** GIVEN DATA follows **

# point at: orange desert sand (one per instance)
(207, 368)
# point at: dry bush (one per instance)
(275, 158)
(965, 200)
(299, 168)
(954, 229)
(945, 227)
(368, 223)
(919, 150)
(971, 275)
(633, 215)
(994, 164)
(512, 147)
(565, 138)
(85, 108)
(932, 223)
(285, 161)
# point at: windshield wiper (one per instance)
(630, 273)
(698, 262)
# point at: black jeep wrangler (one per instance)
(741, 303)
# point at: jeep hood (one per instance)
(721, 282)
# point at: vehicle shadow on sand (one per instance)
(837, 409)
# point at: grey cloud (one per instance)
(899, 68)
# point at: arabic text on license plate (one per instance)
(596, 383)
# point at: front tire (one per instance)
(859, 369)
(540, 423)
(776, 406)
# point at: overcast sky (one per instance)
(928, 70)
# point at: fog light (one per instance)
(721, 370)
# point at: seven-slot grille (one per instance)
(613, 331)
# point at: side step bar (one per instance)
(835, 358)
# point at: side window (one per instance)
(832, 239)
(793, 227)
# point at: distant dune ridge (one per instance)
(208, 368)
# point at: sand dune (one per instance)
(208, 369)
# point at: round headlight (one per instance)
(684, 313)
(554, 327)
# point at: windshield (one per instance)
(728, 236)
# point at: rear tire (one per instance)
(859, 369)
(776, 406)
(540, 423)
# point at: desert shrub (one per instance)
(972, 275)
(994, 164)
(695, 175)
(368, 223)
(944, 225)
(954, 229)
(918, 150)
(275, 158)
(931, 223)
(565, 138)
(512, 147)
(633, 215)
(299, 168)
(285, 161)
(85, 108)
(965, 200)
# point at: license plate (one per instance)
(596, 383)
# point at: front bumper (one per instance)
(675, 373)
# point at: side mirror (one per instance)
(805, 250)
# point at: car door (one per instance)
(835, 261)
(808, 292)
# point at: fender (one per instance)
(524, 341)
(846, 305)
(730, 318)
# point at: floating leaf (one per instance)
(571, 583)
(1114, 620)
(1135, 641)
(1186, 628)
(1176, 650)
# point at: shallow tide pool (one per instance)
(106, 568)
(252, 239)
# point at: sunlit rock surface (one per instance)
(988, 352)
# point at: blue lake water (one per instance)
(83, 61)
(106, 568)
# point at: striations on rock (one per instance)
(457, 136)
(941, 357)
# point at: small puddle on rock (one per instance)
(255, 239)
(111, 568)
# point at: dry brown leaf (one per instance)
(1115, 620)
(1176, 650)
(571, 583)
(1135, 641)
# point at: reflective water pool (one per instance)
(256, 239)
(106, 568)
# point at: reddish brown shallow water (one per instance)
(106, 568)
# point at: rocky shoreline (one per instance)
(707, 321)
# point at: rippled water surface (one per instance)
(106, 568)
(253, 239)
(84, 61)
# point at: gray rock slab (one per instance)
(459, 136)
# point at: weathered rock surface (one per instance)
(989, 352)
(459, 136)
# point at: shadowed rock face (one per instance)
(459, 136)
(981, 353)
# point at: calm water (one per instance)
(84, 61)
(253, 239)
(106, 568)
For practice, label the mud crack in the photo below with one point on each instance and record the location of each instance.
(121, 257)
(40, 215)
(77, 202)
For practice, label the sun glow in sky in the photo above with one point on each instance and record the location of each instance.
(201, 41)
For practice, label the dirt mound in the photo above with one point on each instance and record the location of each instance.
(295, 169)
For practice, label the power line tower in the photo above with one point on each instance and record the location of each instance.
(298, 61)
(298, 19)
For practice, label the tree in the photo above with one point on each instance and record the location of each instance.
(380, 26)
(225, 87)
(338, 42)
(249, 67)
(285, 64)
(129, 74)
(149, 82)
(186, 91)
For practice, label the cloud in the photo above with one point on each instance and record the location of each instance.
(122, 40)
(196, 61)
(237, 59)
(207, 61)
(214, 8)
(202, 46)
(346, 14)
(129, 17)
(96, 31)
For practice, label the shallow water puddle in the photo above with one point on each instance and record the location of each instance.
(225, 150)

** End of GIVEN DATA **

• _ACTION ITEM_:
Reproduce the entire listing above exactly, leaving nothing out.

• _RESPONSE AREA_:
# point at: orange desert sand (one per instance)
(207, 368)
# point at: dry bush (one per instance)
(275, 158)
(965, 200)
(299, 168)
(954, 229)
(945, 227)
(368, 223)
(919, 150)
(971, 275)
(633, 215)
(994, 164)
(512, 147)
(565, 138)
(85, 108)
(932, 223)
(285, 161)
# point at: windshield wiper (one per instance)
(630, 273)
(698, 262)
# point at: black jeep wrangler (one per instance)
(741, 303)
# point at: jeep hood (one per instance)
(721, 282)
# point at: vehicle shadow on sand (one per instance)
(837, 409)
# point at: grey cloud (one per instance)
(899, 68)
# point at: arabic text on license plate (one per instance)
(596, 383)
# point at: front tire (one per instance)
(859, 369)
(540, 423)
(776, 406)
# point at: overcast sky (one per instance)
(928, 70)
# point at: fog light (one per instance)
(721, 370)
# point at: seven-slot grille (one per instance)
(613, 331)
# point at: side step bar (one per instance)
(835, 358)
# point at: side window (one per instance)
(832, 239)
(793, 227)
# point at: distant dune ridge (one per instance)
(208, 368)
# point at: sand dune (one per instance)
(208, 369)
# point at: round headlight (one per instance)
(684, 313)
(554, 327)
# point at: windshield (one per instance)
(728, 236)
# point at: rear tire (one per instance)
(859, 369)
(776, 406)
(540, 423)
# point at: desert shrub (one per instance)
(972, 275)
(994, 164)
(695, 175)
(368, 223)
(944, 225)
(954, 229)
(918, 150)
(275, 158)
(931, 223)
(565, 138)
(512, 147)
(633, 215)
(299, 168)
(285, 161)
(85, 108)
(965, 200)
# point at: license plate (one per instance)
(596, 383)
# point at: front bumper (one per instance)
(675, 373)
# point at: side mirror (one per instance)
(805, 250)
# point at: car door (one per instance)
(835, 261)
(808, 292)
# point at: fender (one per instance)
(524, 341)
(846, 305)
(730, 318)
# point at: floating leaf (one per instance)
(571, 583)
(1114, 620)
(1135, 641)
(1186, 628)
(1176, 650)
# point at: shallow tide pool (one per instance)
(106, 568)
(252, 239)
# point at: sunlit rock surface (one per instance)
(988, 352)
# point at: blue lake water (one per instance)
(83, 61)
(106, 568)
# point at: striations on rock (one per instance)
(457, 136)
(941, 357)
# point at: small puddle on rock (one per instance)
(255, 239)
(111, 568)
# point at: dry brown leaf (one per instance)
(1115, 620)
(1176, 650)
(571, 583)
(1135, 641)
# point at: reflective water pool (one per instance)
(256, 239)
(106, 568)
# point at: reddish brown shallow water (one per instance)
(106, 568)
# point at: rocky shoreline (one per instance)
(707, 321)
# point at: rippled water surface (one per instance)
(106, 568)
(253, 239)
(84, 61)
# point at: gray rock slab (one per instance)
(459, 136)
# point at: weathered rock surface (one per instance)
(989, 352)
(459, 136)
# point at: shadowed rock face (one per instance)
(459, 136)
(981, 353)
# point at: calm water (one per instance)
(84, 61)
(253, 239)
(106, 568)
For practice, label the mud crack in the photo below with one point on each instance and record the location of each instance.
(121, 257)
(40, 215)
(77, 202)
For practice, label the sun glow in sky in the photo above with one point on each instance and record the location of each instance.
(201, 41)
For practice, label the dirt mound in the photo above with one point on each instance and record the location of each instance.
(295, 169)
For practice, label the power line tower in the photo above with one point on each instance and record the location of each instance.
(298, 61)
(298, 19)
For practice, label the tree in the photo above with one point on each instance and record the location of each instance.
(380, 26)
(225, 87)
(338, 42)
(249, 67)
(285, 64)
(129, 74)
(149, 82)
(186, 91)
For practice, label the cloud in the photo above with one point on each instance and record the location of each instance.
(122, 40)
(196, 61)
(237, 59)
(207, 61)
(214, 8)
(202, 46)
(346, 14)
(129, 17)
(96, 31)
For practice, label the shallow water puddle in the photo above with one point on each instance and record the location of each instance.
(225, 150)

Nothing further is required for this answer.